(EXCERPTED RECORDS)

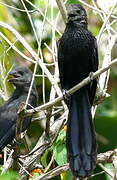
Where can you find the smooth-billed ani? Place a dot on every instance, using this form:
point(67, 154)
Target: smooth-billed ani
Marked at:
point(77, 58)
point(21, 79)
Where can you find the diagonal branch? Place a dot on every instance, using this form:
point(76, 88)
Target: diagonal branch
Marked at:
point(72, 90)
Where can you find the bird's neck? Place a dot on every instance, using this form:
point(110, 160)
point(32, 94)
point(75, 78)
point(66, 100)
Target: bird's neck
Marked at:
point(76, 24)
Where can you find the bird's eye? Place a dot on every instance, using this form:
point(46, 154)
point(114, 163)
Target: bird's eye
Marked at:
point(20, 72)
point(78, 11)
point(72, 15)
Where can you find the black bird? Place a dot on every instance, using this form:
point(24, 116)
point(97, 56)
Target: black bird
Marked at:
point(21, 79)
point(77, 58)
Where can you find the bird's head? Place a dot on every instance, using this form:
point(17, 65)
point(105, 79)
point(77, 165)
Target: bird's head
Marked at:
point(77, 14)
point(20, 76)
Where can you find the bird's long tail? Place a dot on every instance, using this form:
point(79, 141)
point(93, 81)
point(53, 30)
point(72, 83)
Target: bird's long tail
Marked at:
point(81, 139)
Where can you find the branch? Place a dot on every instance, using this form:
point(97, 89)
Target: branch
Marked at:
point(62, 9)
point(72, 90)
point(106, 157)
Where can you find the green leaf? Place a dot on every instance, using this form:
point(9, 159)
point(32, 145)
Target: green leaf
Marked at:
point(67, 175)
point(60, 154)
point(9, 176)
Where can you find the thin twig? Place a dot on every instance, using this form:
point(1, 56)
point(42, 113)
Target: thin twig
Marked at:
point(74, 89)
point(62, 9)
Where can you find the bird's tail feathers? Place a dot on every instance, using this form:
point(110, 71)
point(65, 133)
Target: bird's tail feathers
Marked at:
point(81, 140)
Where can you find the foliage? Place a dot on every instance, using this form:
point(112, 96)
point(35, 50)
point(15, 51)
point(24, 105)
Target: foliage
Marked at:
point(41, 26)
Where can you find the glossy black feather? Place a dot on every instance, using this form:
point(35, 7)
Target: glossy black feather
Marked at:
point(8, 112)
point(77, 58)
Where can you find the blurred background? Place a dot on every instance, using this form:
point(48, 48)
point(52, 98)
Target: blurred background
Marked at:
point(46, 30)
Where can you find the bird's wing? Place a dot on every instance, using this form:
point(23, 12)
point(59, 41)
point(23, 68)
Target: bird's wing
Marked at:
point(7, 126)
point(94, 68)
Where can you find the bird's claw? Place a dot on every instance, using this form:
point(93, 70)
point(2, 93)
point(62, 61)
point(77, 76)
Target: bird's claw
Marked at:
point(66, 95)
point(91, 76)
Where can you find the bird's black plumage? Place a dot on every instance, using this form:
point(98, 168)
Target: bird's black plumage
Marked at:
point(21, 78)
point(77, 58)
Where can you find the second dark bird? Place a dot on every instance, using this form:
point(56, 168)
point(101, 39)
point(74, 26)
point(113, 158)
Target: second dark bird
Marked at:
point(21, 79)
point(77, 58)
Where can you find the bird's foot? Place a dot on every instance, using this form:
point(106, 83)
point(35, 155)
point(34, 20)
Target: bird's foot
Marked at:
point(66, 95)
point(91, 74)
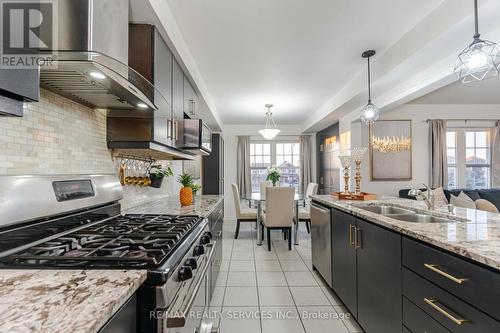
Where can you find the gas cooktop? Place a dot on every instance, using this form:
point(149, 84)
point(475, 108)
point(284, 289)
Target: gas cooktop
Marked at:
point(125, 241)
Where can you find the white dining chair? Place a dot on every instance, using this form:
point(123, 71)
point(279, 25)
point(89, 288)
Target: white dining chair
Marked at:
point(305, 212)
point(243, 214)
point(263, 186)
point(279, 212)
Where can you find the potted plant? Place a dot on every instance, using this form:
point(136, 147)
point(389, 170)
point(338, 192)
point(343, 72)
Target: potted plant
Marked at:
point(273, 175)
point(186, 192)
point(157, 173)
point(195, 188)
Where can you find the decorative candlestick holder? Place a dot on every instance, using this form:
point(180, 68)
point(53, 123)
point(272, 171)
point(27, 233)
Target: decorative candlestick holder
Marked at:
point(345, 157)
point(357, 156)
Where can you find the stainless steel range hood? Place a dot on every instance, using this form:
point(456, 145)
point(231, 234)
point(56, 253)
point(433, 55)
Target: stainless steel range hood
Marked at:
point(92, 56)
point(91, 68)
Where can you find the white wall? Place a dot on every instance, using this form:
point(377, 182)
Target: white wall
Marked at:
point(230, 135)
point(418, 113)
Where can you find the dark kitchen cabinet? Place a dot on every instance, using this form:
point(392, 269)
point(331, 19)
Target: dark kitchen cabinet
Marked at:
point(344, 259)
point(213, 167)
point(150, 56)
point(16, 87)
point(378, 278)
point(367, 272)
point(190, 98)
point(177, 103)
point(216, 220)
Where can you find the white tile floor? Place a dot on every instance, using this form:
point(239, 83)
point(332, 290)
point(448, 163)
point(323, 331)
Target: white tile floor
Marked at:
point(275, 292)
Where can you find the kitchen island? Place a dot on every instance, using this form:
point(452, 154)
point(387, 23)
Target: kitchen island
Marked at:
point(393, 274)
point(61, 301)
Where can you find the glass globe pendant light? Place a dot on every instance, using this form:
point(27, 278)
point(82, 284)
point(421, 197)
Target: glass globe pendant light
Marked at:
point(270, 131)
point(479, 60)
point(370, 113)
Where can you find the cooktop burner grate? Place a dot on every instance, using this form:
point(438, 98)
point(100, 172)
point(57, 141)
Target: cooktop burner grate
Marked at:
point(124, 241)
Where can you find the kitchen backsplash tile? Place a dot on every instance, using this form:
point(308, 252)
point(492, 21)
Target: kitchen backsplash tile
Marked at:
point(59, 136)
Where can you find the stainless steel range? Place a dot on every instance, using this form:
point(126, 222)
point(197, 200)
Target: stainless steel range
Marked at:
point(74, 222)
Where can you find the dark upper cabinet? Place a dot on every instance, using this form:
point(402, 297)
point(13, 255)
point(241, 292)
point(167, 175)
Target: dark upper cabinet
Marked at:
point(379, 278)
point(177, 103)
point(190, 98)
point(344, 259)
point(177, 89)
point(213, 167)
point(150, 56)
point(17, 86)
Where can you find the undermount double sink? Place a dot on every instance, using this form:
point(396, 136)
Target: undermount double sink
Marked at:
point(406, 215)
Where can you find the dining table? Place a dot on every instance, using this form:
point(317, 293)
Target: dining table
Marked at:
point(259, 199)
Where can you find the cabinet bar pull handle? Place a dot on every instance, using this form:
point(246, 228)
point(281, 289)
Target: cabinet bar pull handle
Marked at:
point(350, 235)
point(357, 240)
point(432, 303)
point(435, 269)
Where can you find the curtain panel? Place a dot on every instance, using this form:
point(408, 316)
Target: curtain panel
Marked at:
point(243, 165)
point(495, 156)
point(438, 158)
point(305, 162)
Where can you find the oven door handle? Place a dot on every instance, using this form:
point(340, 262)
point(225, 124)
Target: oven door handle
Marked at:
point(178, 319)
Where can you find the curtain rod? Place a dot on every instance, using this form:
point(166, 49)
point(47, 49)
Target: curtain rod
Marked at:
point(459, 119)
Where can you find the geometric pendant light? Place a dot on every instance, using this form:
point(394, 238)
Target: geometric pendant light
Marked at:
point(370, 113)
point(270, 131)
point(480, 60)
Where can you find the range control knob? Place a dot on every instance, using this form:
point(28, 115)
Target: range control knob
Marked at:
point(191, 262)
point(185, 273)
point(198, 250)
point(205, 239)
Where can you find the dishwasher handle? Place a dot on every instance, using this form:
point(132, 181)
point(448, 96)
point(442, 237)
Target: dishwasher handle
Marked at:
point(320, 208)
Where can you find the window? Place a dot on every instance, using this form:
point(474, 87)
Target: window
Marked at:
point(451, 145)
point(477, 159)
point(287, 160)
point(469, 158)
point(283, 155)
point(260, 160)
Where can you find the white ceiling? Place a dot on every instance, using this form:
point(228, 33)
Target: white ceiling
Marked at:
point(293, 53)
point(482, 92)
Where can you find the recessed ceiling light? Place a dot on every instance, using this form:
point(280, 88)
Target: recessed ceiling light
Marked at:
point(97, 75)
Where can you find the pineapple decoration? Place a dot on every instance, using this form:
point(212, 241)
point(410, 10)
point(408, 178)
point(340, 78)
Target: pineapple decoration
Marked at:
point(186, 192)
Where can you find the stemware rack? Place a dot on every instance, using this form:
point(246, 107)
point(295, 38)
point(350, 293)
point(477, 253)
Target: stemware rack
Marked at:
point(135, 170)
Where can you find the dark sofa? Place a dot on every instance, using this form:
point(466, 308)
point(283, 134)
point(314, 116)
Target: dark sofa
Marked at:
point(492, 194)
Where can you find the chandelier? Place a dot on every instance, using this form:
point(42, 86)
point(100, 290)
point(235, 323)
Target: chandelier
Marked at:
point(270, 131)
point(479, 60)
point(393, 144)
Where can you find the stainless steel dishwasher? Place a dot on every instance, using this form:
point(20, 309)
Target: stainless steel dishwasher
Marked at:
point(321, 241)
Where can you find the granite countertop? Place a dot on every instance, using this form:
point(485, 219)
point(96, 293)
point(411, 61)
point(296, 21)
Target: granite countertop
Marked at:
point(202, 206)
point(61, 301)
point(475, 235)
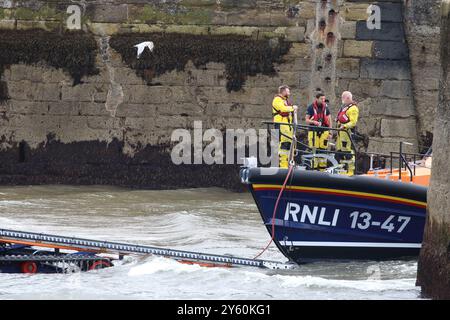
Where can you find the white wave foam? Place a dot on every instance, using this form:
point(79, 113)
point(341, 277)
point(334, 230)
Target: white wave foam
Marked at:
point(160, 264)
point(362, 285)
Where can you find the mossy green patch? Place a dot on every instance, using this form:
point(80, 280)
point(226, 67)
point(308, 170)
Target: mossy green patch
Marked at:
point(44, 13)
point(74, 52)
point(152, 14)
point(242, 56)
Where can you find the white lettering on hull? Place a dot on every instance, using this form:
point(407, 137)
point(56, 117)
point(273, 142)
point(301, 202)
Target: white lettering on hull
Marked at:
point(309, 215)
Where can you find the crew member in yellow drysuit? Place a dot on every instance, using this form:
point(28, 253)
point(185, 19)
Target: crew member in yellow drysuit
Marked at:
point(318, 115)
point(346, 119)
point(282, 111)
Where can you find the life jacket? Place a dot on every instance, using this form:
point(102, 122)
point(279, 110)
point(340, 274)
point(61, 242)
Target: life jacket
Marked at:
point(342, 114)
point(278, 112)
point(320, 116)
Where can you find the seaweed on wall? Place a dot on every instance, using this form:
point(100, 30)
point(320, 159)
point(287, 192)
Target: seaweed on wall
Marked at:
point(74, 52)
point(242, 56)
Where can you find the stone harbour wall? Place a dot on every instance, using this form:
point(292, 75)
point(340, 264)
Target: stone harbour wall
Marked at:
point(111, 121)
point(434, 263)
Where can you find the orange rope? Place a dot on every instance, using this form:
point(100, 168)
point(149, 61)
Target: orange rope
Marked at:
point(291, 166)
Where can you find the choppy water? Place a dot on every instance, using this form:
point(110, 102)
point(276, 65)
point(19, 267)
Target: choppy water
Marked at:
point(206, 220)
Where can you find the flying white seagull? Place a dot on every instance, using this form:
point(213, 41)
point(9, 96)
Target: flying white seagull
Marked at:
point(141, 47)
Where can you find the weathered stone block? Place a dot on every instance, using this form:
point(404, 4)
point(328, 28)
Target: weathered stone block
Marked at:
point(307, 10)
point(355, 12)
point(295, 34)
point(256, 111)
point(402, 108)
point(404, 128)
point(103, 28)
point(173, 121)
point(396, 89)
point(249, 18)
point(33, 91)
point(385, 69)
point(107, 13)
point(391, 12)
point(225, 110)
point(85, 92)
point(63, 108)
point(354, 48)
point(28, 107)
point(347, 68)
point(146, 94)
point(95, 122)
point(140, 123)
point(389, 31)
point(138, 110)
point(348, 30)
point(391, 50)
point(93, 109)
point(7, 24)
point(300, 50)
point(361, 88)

(End EXCERPTED RECORDS)

_WHAT YOU NEED TO DO_
Out of the data above, set down the lines from the one with "point(72, 83)" to the one with "point(48, 48)", both included, exactly as written and with no additions.

_ANSWER FOR THE TASK_
point(72, 83)
Target: bird's long tail
Marked at:
point(81, 139)
Where can you find the branch? Place a dot on every instance, using this form:
point(97, 89)
Target: branch
Marked at:
point(62, 9)
point(72, 90)
point(106, 157)
Where can you find the green leaf? Place a dot on every instance, using this form:
point(9, 159)
point(32, 145)
Target: green leaf
Marked at:
point(67, 175)
point(60, 154)
point(9, 176)
Where can you find the thin twig? Place a dot on every instance, using this form:
point(1, 56)
point(42, 113)
Target: thin twig
Marked at:
point(74, 89)
point(62, 9)
Where can you find the bird's tail feathers? Place a dot on every instance, using this form:
point(110, 71)
point(65, 133)
Target: bird's tail feathers
Marked at:
point(81, 140)
Where can you find the foliage? Place a dot on every instance, using this form:
point(112, 96)
point(35, 50)
point(15, 51)
point(24, 105)
Target: foliage
Marked at:
point(41, 26)
Where can you find the glossy black feather? Place a dot on every instance, using this form:
point(35, 7)
Target: glossy black feather
Marked at:
point(8, 112)
point(77, 58)
Where can you find the blurred background? Place a dot on every instance, using this form:
point(48, 48)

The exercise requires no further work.